» **Passage to read**:
Gaiters

When to use gaiters

The mountains are calling and I must go John Muir

Gaiters provide boot and leg protection against vegetation, pebbles, dirt, mud and snow. They’re helpful in muddy conditions, on tracks with abrasive or stinging scrub, and on off-track walks. In a recent survey about two-thirds of respondents advised that they wore knee-length heavier gaiters most if not all the time while bushwalking.

Materials and Design
Gaiters typically comprise of water resistant uppers that are held in place with Velcro, lace hooks and straps that run underneath the boot.

The level of protection depends on the type of material that the gaiters are made from, and how tall they are. Ankle gaiters only cover the ankle region providing minimal protection and are best for walks with only small amounts of debris, mud and water. Knee-length gaiters cover the whole length of the leg below the knee, giving superior protection.

Typical waterproof materials include:

  • Coated nylon
    Most common material used. Lightweight, but less durable than other materials below.
  • Gore-Tex®
    Excellent waterproof and windproof material that also is breathable.
  • Cordura® nylon
    Strong fabric designed to withstand abrasion by rocks and ice.

» **Stored records**:
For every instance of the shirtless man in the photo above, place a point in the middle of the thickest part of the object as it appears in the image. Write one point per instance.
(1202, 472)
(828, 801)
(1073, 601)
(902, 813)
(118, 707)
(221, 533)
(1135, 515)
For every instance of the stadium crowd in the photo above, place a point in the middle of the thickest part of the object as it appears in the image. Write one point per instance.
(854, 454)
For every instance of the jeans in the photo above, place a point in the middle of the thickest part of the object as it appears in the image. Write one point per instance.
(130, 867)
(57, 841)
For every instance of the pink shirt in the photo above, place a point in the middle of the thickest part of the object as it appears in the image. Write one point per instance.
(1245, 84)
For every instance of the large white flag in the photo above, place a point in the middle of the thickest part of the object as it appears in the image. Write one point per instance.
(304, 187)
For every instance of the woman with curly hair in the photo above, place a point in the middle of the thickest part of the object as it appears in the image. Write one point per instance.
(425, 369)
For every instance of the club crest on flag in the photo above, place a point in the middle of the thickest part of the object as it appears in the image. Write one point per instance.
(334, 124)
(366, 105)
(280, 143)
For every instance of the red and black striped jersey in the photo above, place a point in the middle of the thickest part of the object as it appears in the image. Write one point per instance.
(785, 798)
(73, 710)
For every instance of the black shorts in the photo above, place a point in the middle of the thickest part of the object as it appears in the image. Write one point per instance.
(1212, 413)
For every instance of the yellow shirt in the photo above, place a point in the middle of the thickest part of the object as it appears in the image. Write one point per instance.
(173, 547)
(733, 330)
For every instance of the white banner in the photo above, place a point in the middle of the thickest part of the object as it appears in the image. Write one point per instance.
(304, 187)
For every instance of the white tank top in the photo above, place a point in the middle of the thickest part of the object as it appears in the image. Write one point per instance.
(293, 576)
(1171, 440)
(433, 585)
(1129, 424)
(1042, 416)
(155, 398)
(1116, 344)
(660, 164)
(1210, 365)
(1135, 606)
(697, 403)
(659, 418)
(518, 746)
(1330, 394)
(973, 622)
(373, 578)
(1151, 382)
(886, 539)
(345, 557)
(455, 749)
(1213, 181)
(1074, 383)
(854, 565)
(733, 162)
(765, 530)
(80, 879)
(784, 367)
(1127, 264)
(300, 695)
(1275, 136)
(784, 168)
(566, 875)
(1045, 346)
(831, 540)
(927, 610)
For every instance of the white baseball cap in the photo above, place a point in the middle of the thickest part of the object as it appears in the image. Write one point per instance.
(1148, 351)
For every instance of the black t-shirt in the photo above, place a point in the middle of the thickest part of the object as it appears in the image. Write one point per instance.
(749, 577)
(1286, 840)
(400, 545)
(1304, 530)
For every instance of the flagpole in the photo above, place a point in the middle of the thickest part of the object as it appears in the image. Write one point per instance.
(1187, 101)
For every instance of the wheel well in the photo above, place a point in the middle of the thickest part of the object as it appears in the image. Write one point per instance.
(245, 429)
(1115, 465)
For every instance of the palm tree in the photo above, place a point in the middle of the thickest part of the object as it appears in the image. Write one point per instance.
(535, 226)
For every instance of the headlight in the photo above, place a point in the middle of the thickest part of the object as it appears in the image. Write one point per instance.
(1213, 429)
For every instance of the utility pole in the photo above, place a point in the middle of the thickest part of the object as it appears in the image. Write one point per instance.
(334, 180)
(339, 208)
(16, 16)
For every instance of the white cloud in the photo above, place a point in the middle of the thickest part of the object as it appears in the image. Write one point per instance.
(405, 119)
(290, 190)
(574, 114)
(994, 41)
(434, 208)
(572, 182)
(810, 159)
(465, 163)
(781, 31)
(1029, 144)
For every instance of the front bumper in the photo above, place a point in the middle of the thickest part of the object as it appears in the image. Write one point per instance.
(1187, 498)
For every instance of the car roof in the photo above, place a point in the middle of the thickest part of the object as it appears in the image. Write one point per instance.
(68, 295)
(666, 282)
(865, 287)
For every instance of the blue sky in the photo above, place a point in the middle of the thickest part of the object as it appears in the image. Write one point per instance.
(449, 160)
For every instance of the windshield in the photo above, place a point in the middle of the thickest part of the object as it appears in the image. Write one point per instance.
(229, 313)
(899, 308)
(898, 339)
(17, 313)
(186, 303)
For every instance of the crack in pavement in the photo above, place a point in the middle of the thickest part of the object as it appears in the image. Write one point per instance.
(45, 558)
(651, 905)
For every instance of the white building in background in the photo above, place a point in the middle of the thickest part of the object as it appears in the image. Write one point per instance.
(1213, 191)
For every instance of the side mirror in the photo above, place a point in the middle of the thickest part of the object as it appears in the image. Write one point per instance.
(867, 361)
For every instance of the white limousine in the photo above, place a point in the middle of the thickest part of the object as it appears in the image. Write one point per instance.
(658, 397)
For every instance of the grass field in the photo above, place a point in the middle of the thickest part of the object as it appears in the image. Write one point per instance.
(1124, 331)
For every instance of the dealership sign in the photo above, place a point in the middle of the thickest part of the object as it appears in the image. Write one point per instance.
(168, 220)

» **Challenge 1**: On the gaiters page, which material is named as the most common one used for gaiters?
» **Challenge 2**: Retype everything on the gaiters page from "The mountains are" down to "time while bushwalking.".
» **Challenge 3**: Using the gaiters page, explain why knee-length gaiters offer more protection than ankle gaiters.
The items have nothing to do with the gaiters page.

» **Expected answer 1**: Coated nylon.

» **Expected answer 2**:
The mountains are calling and I must go John Muir

Gaiters provide boot and leg protection against vegetation, pebbles, dirt, mud and snow. They’re helpful in muddy conditions, on tracks with abrasive or stinging scrub, and on off-track walks. In a recent survey about two-thirds of respondents advised that they wore knee-length heavier gaiters most if not all the time while bushwalking.

» **Expected answer 3**: Knee-length gaiters cover the whole length of the leg below the knee, which gives superior protection. Ankle gaiters cover only the ankle region, so their protection is minimal.